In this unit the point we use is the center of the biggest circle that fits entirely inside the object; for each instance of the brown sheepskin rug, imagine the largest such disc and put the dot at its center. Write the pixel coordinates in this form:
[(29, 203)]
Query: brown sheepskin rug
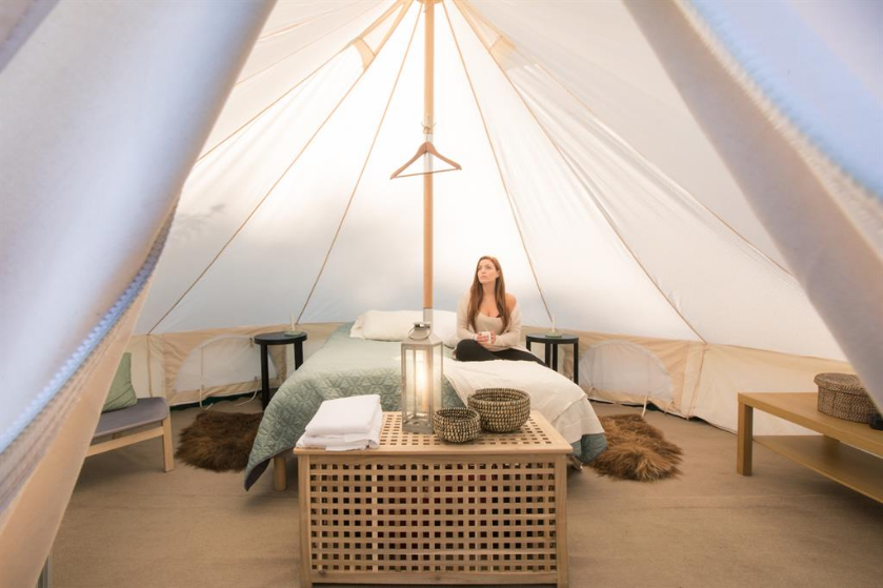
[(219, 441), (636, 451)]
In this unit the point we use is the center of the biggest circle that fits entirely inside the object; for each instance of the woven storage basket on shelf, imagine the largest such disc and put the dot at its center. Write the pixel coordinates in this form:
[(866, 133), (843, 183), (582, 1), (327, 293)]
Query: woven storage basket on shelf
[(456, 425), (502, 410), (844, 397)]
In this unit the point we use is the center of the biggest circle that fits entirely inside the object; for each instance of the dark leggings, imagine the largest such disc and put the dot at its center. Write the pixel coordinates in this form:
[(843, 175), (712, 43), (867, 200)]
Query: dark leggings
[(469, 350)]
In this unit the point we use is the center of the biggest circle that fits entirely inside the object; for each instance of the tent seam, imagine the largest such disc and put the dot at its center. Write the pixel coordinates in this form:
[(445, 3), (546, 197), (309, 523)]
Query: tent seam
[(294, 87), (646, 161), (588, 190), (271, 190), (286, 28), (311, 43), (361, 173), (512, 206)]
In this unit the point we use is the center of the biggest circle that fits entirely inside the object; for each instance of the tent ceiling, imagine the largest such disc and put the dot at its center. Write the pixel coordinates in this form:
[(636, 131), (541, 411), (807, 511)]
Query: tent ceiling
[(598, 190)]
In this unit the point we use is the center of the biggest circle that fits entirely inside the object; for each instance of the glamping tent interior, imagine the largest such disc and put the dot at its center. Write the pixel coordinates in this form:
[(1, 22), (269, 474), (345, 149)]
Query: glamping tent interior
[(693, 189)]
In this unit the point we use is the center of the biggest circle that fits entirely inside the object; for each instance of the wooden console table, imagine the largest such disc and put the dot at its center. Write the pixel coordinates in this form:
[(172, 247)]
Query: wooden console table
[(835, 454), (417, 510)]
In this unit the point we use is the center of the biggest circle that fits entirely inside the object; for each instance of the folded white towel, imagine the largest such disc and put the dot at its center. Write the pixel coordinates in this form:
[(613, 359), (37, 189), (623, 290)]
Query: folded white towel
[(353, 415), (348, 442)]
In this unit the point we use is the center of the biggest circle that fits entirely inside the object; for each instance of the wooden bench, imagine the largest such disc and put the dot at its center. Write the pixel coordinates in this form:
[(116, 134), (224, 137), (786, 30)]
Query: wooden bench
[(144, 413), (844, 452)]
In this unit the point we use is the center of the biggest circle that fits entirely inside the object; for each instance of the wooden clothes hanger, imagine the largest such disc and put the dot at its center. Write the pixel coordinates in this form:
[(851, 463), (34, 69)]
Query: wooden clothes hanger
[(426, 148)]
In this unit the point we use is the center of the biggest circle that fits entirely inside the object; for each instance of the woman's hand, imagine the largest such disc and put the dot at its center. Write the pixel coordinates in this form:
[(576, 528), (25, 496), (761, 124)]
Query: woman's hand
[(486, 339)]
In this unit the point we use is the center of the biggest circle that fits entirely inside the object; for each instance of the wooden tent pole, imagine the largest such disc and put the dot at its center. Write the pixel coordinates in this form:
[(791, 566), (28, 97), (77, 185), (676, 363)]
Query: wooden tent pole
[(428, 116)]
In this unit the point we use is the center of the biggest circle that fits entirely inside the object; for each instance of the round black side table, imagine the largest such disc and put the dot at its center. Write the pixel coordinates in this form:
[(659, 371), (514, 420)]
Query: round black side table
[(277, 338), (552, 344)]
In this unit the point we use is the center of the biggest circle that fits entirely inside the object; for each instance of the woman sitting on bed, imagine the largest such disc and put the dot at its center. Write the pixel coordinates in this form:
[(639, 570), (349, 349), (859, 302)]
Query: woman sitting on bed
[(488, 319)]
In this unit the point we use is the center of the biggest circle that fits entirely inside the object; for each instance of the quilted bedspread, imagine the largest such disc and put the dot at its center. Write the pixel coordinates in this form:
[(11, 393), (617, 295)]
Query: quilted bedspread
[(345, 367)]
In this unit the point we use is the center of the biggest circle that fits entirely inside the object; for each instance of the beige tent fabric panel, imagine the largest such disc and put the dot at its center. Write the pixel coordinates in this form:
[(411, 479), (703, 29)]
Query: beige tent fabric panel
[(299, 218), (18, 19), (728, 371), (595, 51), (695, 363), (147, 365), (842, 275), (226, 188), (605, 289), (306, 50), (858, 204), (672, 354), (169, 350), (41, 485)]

-------

Every line of the material should be repeated precisely; pictures are to be excluded.

In this unit the point we use is the center of the biggest circle that fits entirely inside the object; for each instance of the brown sheepskin rug, imagine the largest such disc and put the dot at its center. Write the pixel coordinates in this form:
[(29, 203)]
Query: brown sheepskin rug
[(219, 441), (636, 451)]
In this unit the point we use is the center of the biggest circle that fits entirely inside the object; for each instance of the woven storage basket on shelf, imagine the largest such disc and put the dot at its center. Write the pixel coordinates in this form:
[(866, 133), (843, 183), (582, 1), (327, 293)]
Query: woven storage basket on shelf
[(456, 425), (502, 410), (844, 397)]
In this unit the point we use is the center of the biggest circle that fits entirely inside the object; for each instance of the dark leggings, imagine the largest such disc and put the dot at its center. Write the pixel coordinates in this form:
[(843, 175), (712, 43), (867, 200)]
Query: dark leggings
[(469, 350)]
In this unit the point we use is the center of the biggest circle that fits entirely inside the object; for each instance of the tent seam, imagine the largest such disc and put the dot at its center. Write the pixel coordinates in this form:
[(445, 3), (546, 197), (309, 523)]
Query: tent seam
[(294, 87), (646, 161), (588, 190), (271, 190), (286, 28), (311, 43), (361, 173), (512, 206)]
In this unit the point we use is the center of the biggest circle that fits entirely inside the object; for each instance of the tent ceiling, imagine the largest such disc and put the dot at its center. Write the pixel coordinates in this form:
[(636, 131), (541, 411), (807, 511)]
Query: tent ceiling
[(598, 190)]
In this unit the point we use is the center of the biggest circle that fits entirely inside the object; for each instance of the glamping tent interior, imagine the largest such disc and put the dot at its center. Write the pixel coordinates in this form:
[(1, 22), (269, 474), (345, 149)]
Query: glamping tent interior
[(693, 189)]
In this unit the point we use is the center of the biggest circle that fits entirely inside the object; for each instance of the wooden console table, imagine the largest such disc and put the dot at its center. Write the pixel coordinates in this form:
[(172, 247)]
Query: wooden console table
[(835, 454), (417, 510)]
In this unit the point we use is the center of the biggest circle that fits entirely inside the object; for each instance of the folded white towel, imagine the largest such disc and put the dot at its center. Write the pixel coordinates in this form:
[(613, 359), (37, 189), (623, 290)]
Query: folded white towel
[(353, 415), (348, 442)]
In this unit the point we use is the center of the biggest circle that fits entirely inside the object; for each instance of the wooden bench, imagine the largest such disc and put the dot at its center. Write the pixel coordinates in this form:
[(116, 134), (224, 137), (786, 30)]
Query: wooden bench
[(144, 413), (844, 452)]
In this unit the point we use is the center of the biggest circle that fits entirely inside the object; for each instance of the wooden clothes hanger, imagine the largest such disc and put the dot at its center. Write the pixel coordinates in this form:
[(851, 463), (34, 69)]
Query: wooden clothes hanger
[(426, 148)]
In this unit the point we use is the center of the biggest circle that fits entirely inside the object; for each instance of the woman's hand, imagine the largest such disc and put the dot at its center. Write the pixel coordinates in this form:
[(576, 528), (25, 496), (761, 124)]
Query: woman's hand
[(486, 339)]
In this unit the point we use is the center of the biggest circle that fits entirely inside the object; for each instance of the wooden tent pole, imagine the largest such disc and put the dot at its center. Write the pixel coordinates in this form:
[(791, 566), (28, 97), (77, 185), (676, 363)]
Query: wooden tent pole
[(428, 116)]
In this unit the point we use is the center of the biggest circle that fits entirely inside the object; for each instance of the round black side table, imagine the largest such disc and put the dot at its center. Write the pixel coordinates in this form:
[(659, 371), (514, 420)]
Query: round black side table
[(277, 338), (552, 344)]
In this unit the point we use is the center of the biggest circle that fits entirely inside the object; for each instance of the woman sitting on bed, imagine the largest such disc and put the dot at its center. Write the pixel coordinates in this form:
[(639, 570), (349, 349), (859, 302)]
Query: woman sitting on bed
[(488, 319)]
In this unit the point we use is the center of the biggest circle that fits entirely inside the object; for each instance of the quilted bedspread, imagine the largest such disc and put the dot at its center. Write the pixel coordinates in this form:
[(11, 393), (617, 295)]
Query: quilted bedspread
[(345, 367)]
In this unit the point we use is the center of the biggest circle that fits entirely inside the object; for each instance of the beige tent fabric panel, imagine the largest such disc and put the dot at its center. Write the pixel coordinates in this form:
[(411, 479), (703, 29)]
Query: beige tent fabric panel
[(299, 218), (18, 19), (728, 371), (595, 51), (695, 363), (147, 365), (842, 275), (226, 188), (605, 289), (306, 50), (858, 204), (672, 354), (169, 350), (41, 485)]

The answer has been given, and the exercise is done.